*** RECORDS SHOWN ***

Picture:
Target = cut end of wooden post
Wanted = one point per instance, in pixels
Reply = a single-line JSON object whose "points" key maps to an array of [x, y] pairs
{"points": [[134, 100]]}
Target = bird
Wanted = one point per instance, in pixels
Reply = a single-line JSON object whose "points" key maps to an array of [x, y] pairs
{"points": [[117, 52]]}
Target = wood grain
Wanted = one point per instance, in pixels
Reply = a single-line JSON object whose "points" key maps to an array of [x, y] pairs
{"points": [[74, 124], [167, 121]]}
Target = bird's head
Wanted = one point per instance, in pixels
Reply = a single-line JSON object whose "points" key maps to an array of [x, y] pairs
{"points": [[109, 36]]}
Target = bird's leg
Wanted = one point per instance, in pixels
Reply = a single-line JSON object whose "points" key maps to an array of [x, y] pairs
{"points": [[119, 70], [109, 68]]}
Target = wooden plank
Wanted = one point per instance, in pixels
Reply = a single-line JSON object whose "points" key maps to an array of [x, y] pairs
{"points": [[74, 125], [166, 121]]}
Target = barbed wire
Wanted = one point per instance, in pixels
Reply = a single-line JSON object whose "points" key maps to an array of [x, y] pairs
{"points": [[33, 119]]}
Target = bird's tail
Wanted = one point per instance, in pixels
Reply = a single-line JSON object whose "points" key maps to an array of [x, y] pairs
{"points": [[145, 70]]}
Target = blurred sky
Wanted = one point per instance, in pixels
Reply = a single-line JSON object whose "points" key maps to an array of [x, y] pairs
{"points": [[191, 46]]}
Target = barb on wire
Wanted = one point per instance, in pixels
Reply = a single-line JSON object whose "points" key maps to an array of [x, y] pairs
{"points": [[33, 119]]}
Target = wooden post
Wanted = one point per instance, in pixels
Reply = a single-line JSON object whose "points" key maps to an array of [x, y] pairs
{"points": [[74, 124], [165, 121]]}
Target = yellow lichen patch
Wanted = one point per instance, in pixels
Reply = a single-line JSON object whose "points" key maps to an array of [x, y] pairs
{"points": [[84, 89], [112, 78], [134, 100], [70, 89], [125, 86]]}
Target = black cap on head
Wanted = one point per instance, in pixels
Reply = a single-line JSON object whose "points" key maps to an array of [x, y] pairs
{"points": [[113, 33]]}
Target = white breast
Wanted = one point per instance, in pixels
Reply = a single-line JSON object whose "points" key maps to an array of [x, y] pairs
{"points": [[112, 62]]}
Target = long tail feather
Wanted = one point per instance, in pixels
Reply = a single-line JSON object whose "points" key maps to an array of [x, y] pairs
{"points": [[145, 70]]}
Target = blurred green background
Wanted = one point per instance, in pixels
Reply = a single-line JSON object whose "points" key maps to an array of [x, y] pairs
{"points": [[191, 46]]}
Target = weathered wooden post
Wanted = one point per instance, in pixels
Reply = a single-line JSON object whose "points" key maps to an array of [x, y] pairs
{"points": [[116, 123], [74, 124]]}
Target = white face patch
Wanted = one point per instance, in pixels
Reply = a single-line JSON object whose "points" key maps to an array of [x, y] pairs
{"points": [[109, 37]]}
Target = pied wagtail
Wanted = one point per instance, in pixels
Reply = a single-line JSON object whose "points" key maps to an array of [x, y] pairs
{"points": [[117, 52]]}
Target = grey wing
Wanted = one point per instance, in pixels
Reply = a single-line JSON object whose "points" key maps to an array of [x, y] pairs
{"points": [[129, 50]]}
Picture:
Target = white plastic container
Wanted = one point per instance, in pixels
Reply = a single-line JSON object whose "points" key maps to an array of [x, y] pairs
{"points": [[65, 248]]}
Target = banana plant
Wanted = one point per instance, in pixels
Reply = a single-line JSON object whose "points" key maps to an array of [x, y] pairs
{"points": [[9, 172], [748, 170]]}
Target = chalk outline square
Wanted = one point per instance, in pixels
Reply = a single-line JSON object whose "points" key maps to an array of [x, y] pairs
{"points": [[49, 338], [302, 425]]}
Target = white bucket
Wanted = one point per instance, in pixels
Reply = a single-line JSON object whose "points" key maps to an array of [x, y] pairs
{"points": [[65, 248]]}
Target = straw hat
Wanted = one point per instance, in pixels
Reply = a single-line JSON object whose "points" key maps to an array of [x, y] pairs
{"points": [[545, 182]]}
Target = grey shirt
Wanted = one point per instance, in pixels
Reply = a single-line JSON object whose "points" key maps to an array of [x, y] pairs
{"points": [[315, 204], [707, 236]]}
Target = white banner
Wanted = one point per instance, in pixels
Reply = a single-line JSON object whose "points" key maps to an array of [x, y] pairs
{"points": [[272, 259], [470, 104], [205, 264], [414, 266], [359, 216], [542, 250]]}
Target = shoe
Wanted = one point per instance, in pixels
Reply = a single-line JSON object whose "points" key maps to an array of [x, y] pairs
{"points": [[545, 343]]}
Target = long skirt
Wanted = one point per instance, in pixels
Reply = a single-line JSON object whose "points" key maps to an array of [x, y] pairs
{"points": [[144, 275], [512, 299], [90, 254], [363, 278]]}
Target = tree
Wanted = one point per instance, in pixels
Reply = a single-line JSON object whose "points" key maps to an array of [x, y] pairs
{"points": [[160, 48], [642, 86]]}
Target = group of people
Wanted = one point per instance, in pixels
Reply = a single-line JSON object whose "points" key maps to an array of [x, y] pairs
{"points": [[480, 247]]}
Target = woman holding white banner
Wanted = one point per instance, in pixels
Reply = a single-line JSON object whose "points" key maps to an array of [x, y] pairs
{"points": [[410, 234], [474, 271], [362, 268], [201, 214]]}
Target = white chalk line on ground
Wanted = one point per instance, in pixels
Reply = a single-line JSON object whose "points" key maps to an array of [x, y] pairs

*** End of RECORDS SHOWN ***

• _ASSIGNED TASK_
Within the material above, please work out how many lines contain the word "banner" and give that number by itself.

• _ANSWER TO THIS PROBLEM_
2